#### A data block:

________

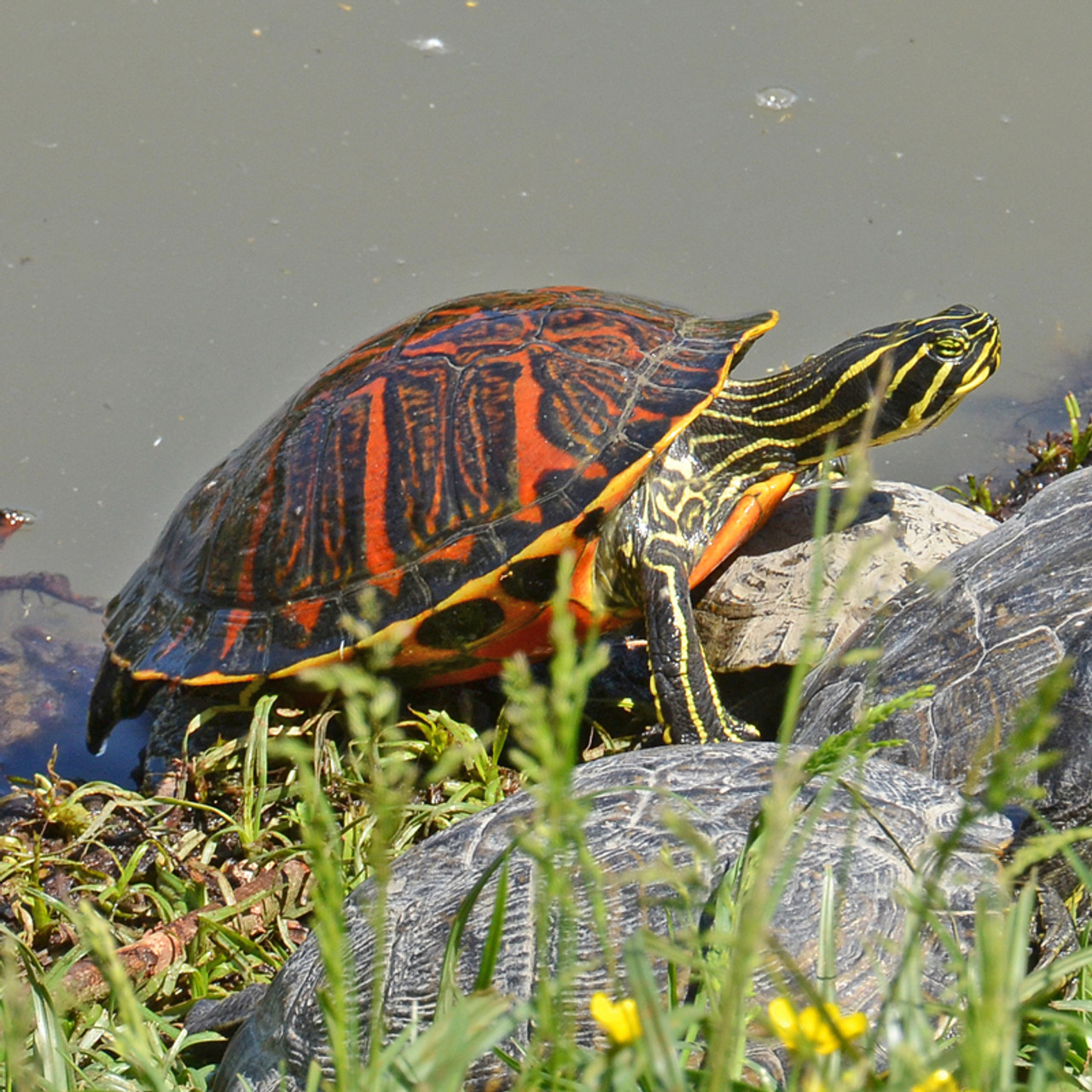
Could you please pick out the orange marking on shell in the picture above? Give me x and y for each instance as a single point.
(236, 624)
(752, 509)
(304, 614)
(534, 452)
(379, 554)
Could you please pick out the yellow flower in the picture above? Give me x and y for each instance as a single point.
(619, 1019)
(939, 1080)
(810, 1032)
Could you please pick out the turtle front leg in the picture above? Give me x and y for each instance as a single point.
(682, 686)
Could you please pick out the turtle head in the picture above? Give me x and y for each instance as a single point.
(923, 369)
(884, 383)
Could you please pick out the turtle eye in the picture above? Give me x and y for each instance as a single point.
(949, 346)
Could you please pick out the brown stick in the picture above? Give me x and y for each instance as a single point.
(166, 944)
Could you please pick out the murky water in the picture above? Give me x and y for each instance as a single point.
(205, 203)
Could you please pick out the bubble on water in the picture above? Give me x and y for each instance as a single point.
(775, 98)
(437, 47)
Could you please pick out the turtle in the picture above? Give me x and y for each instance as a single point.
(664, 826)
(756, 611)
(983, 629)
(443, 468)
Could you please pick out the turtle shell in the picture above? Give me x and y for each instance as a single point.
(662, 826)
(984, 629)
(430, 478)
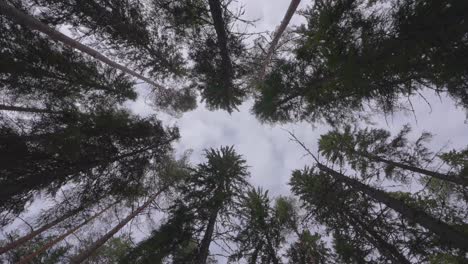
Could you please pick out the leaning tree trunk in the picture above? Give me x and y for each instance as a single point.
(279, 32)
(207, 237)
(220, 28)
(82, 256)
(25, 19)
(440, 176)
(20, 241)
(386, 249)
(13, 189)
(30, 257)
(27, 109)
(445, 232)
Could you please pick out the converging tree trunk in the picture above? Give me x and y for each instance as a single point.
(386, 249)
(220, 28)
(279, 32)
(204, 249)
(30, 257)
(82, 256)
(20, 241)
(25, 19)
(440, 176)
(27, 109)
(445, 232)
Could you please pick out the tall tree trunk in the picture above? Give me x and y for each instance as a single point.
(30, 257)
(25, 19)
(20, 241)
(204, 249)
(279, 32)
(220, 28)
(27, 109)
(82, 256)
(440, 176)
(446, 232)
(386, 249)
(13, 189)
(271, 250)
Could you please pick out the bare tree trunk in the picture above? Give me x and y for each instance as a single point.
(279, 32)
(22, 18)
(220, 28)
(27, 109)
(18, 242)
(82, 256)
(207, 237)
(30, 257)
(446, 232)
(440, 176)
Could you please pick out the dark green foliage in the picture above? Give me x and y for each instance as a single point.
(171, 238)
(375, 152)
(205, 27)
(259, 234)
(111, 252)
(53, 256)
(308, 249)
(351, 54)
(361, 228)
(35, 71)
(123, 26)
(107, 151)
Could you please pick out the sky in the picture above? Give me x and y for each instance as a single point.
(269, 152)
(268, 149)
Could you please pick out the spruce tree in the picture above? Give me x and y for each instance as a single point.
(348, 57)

________

#### Exercise objective:
Rewrite each line of the material above as a Markdown table with two columns, Row for the line number and Line for its text, and skip any blank lines. Leave out the pictures.

#### Result of this task:
| Row | Line |
|---|---|
| 1 | Could you please pick out the orange marking on shell in the picture above? Give me x and y for each instance as a single point. |
| 2 | (236, 624) |
| 3 | (752, 509) |
| 4 | (304, 614) |
| 5 | (534, 452) |
| 6 | (379, 554) |
| 7 | Could you please pick out the yellow flower in the picture above? Give me x and y for each instance as a single point. |
| 8 | (619, 1019) |
| 9 | (939, 1080) |
| 10 | (810, 1032) |
| 11 | Could you please pick out the turtle front leg in the picture above? Give me x and y for each instance as a single point. |
| 12 | (682, 686) |
| 13 | Could you please pick out the turtle head in the picture above? Give me x and y for each instance as a single point. |
| 14 | (923, 369) |
| 15 | (884, 383) |
| 16 | Could you please pick out the turtle eye in the picture above? Give me x and y for each instance as a single point. |
| 17 | (949, 346) |
| 18 | Could you please pick out the brown stick in the picture above? Give me x and y for each instance as a single point. |
| 19 | (166, 944) |
| 20 | Could you please pick out the murky water in the picture above? Give me x and y for each instance as a single point. |
| 21 | (205, 203) |
| 22 | Could you please pick out the bubble on water in the picture above? Give me x and y for each instance as a single point. |
| 23 | (775, 98) |
| 24 | (437, 47) |
| 25 | Could you please pick out the turtle in the picture above? Give me x and y for each instance as a single point. |
| 26 | (664, 826) |
| 27 | (756, 611) |
| 28 | (983, 629) |
| 29 | (443, 468) |
| 30 | Could you please pick out the turtle shell in the picture above? Give me x and y for each instance as a single point. |
| 31 | (662, 826) |
| 32 | (984, 629) |
| 33 | (430, 478) |
| 34 | Could you please pick out the leaning tree trunk in the picture above? Give me x and y for each instance as a single point. |
| 35 | (279, 32) |
| 36 | (207, 237) |
| 37 | (220, 28) |
| 38 | (82, 256) |
| 39 | (25, 19) |
| 40 | (440, 176) |
| 41 | (20, 241) |
| 42 | (386, 249) |
| 43 | (13, 189) |
| 44 | (30, 257) |
| 45 | (27, 109) |
| 46 | (445, 232) |
| 47 | Could you please pick out the converging tree trunk in the picture above? Give me x and y for each instance as a single point. |
| 48 | (386, 249) |
| 49 | (220, 28) |
| 50 | (279, 32) |
| 51 | (204, 249) |
| 52 | (30, 257) |
| 53 | (82, 256) |
| 54 | (20, 241) |
| 55 | (25, 19) |
| 56 | (440, 176) |
| 57 | (27, 109) |
| 58 | (445, 232) |
| 59 | Could you please pick out the tall tree trunk in the picture above? Give me x and y for each instance as a single point. |
| 60 | (30, 257) |
| 61 | (25, 19) |
| 62 | (20, 241) |
| 63 | (204, 249) |
| 64 | (279, 32) |
| 65 | (220, 28) |
| 66 | (27, 109) |
| 67 | (82, 256) |
| 68 | (440, 176) |
| 69 | (446, 232) |
| 70 | (386, 249) |
| 71 | (13, 189) |
| 72 | (271, 250) |
| 73 | Could you please pick out the bare tree trunk in the picture above? Give me x and y for each instance as a single point. |
| 74 | (279, 32) |
| 75 | (22, 18) |
| 76 | (220, 28) |
| 77 | (27, 109) |
| 78 | (18, 242) |
| 79 | (82, 256) |
| 80 | (207, 237) |
| 81 | (30, 257) |
| 82 | (446, 232) |
| 83 | (440, 176) |
| 84 | Could you please pick out the dark green foliage in the picture above? Give me x and y for each instance as a single point. |
| 85 | (171, 238) |
| 86 | (375, 152) |
| 87 | (205, 27) |
| 88 | (259, 234) |
| 89 | (111, 252) |
| 90 | (53, 256) |
| 91 | (308, 249) |
| 92 | (351, 54) |
| 93 | (361, 228) |
| 94 | (35, 71) |
| 95 | (123, 26) |
| 96 | (107, 151) |
| 97 | Could you please pick out the sky in the picture above? Give me x and y for each instance as a single point. |
| 98 | (269, 152) |
| 99 | (268, 149) |
| 100 | Could you please pick out the spruce tree in the picture above? Give me x and y for each instance as a single point. |
| 101 | (348, 57) |